Restate the records below word for word.

Start of AVAILABLE RECORDS

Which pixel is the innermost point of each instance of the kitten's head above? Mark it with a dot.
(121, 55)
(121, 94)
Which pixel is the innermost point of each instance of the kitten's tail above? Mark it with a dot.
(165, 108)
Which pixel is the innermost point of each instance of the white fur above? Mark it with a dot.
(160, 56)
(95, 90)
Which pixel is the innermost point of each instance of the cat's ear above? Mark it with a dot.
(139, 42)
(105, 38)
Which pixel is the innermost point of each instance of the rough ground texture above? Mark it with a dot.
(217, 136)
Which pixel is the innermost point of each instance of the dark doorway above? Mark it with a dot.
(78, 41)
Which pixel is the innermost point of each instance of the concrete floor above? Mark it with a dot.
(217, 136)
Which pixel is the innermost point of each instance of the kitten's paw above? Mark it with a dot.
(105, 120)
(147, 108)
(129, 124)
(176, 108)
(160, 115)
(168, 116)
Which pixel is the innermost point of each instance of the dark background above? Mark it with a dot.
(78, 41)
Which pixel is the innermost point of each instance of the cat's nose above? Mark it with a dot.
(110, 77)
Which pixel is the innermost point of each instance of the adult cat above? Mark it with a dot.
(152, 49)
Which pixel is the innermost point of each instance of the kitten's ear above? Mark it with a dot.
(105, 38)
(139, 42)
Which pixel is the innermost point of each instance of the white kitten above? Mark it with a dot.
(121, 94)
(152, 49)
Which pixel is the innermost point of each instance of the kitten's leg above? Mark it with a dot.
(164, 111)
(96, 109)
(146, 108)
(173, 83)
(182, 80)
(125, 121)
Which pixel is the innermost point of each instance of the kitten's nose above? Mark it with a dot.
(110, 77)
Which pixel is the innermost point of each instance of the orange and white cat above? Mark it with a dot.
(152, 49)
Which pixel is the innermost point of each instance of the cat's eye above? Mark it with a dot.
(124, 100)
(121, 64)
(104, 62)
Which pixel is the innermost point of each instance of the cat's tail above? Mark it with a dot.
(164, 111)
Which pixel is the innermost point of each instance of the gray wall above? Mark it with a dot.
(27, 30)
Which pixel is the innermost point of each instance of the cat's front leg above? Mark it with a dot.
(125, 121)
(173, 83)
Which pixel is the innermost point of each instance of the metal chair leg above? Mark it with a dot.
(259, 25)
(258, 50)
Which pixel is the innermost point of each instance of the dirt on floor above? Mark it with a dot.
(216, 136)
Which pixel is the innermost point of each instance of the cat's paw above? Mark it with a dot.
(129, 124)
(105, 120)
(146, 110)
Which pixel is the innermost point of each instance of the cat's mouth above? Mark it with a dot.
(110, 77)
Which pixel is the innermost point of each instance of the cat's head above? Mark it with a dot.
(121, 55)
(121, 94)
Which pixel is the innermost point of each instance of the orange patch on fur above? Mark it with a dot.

End of AVAILABLE RECORDS

- EXERCISE RESULT:
Which pixel is the innermost point of each instance of the kitten's head above? Mark it with a dot.
(121, 55)
(121, 94)
Which pixel is the innermost point of each instance of the kitten's tail above? Mark it with a dot.
(165, 108)
Which pixel is the innermost point of each instance of the white fur above? Mark it with a dot.
(160, 56)
(95, 90)
Which pixel is the innermost point of each instance of the cat's ear above? Mark it with a dot.
(139, 42)
(105, 38)
Which pixel is the innermost point of each instance of the rough ground texture above? Mark it with a dot.
(217, 136)
Which pixel is the innermost point of each instance of the dark doorway above? Mark it with a dot.
(78, 41)
Which pixel is the innermost point of each instance of the concrete floor above? Mark it with a dot.
(217, 136)
Which pixel is the innermost point of each instance of the kitten's paw above? Mark it with a dot.
(105, 120)
(147, 108)
(129, 124)
(176, 108)
(160, 115)
(168, 116)
Which pixel is the innermost point of each instance of the dark background above? Mark it with a dot.
(78, 41)
Which pixel is the innermost point of each instance of the cat's nose above? Mark it with a dot.
(110, 77)
Which pixel is the innermost point of each instance of the adult cat above? Mark it with a dot.
(152, 49)
Which pixel is the innermost point of each instance of the kitten's ear above? Mark it with a dot.
(105, 38)
(139, 42)
Which pixel is the innermost point of each instance of the white kitten above? Mark it with a dot.
(121, 94)
(152, 49)
Which pixel is the innermost point of each instance of the kitten's leg above? Mark it with a dot.
(164, 111)
(96, 109)
(146, 108)
(173, 83)
(182, 80)
(125, 121)
Which pixel is the innermost point of each instance of the kitten's nose above? Mark it with a dot.
(110, 77)
Which pixel is the innermost point of each instance of the orange and white cat above? Mark it with a dot.
(152, 49)
Which pixel is the innermost point of each instance of the cat's eye above? Mark it with a dot.
(124, 100)
(121, 64)
(104, 62)
Which pixel is the innermost point of each instance of the cat's tail above? Mark it with a dot.
(164, 111)
Which pixel is the innermost point of each instance of the gray wall above? Mark it with a dot.
(27, 30)
Which pixel is the innermost point of each instance of the cat's front leg above? Mark it with a dot.
(125, 121)
(173, 83)
Which pixel is the innermost point of each instance of the metal chair leg above? Mark it with a dot.
(259, 25)
(258, 50)
Which pixel is the innermost point of each instance of the dirt on floor above? Mark it with a dot.
(216, 136)
Which pixel is the innermost point of each instance of the cat's paw above? Mark it with a dot.
(129, 124)
(105, 120)
(146, 110)
Which pixel is the innermost point of each instance of the cat's mouth above? Mark it with a dot.
(110, 77)
Which pixel is the innermost point of each instance of the cat's head above? Mark it with a dot.
(121, 55)
(121, 94)
Which pixel is the innermost point of each instance of the orange patch on fur above? Mark it with a dot.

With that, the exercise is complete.